======== Quoted passage ========

Am 05.09.2016, 21:27 Uhr, schrieb Andi Vajda <va...@apache.org>:
On Mon, 5 Sep 2016, Dirk Rothe wrote:
A volunteer is requested to build and test PyLucene's trunk on
Windows. If noone comes forward, I intend to try to release PyLucene
6.2 in a few weeks, still.
Nice Job!
I've successfully build PyLucene 6.2 on windows. Most tests pass:
* skipped the three test_ICU* due to missing "import icu"
Yes, for this you need to install PyICU: https://github.com/ovalhub/pyicu
I'm going to assume this would work for now.
* fixed test_PyLucene.py by ignoring open file handles (os.error) in
shutil.rmtree() in Test_PyLuceneWithFSStore.tearDown()
Do you have a patch for me to apply ?
Yes, attached.
* then stuff like these in test_PythonDirectory.py
[..]
Can't make sense of this one, sorry.
* and this one in test_PythonException.py
[..]
This one could be because you may not have built JCC in shared mode ?
I vaguely remember there being a problem with proper cross-boundary
exception propagation requiring JCC to be built in shared mode.
jcc.SHARED reports True, so seems OK.
I don't think these Windows glitches are really problematic, and our
production code runs only in linux environments anyway.
And I'm more interested in whether porting around 3kloc lucene-interfaces
from v3.6 goes smoothly.
I've hit the first problematic case with an custom
PythonAnalyzer/PythonTokenizer where I don't see how to pass the input to
the Tokenizer implementation.

======== Dataset content ========

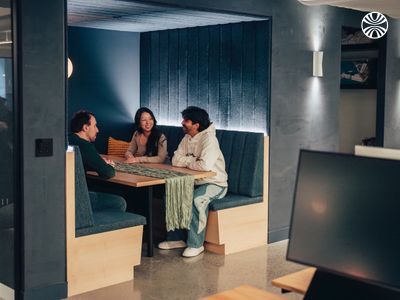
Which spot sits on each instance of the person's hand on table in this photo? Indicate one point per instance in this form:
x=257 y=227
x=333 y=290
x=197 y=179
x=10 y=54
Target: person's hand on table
x=131 y=160
x=109 y=162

========

#### Problems to work on
1 – Repeat the point-labeling records above word for word, leaving out the pictures.
2 – Carry on the email thread about building PyLucene on Windows, starting right after its last sentence.

#### Task-by-task results
1 –
Which spot sits on each instance of the person's hand on table in this photo? Indicate one point per instance in this form:
x=257 y=227
x=333 y=290
x=197 y=179
x=10 y=54
Target: person's hand on table
x=131 y=160
x=109 y=162

2 –
I thought maybe like this, but PythonTokenizer does not accept an INPUT
anymore (available in v4.10 and v3.6).
class _Tokenizer(PythonTokenizer):
def __init__(self, INPUT):
super(_Tokenizer, self).__init__(INPUT)
# prepare INPUT
def incrementToken(self):
# stuff into termAtt/offsetAtt/posIncrAtt
class Analyzer6(PythonAnalyzer):
def createComponents(self, fieldName):
return Analyzer.TokenStreamComponents(_Tokenizer())
The PositionIncrementTestCase is pretty similar but initialized with
static input. Would be a nice place for an example with dynamic input, I
think.
This was our 3.6 approach:
class Analyzer3(PythonAnalyzer):
def tokenStream(self, fieldName, reader):
data = data_from_reader(reader)
class _tokenStream(PythonTokenStream):
def __init__(self):
super(_tokenStream, self).__init__()
# prepare termAtt/offsetAtt/posIncrAtt
def incrementToken(self):
# stuff from data into termAtt/offsetAtt/posIncrAtt
return _tokenStream()
Any hints how to get Analyzer6 working?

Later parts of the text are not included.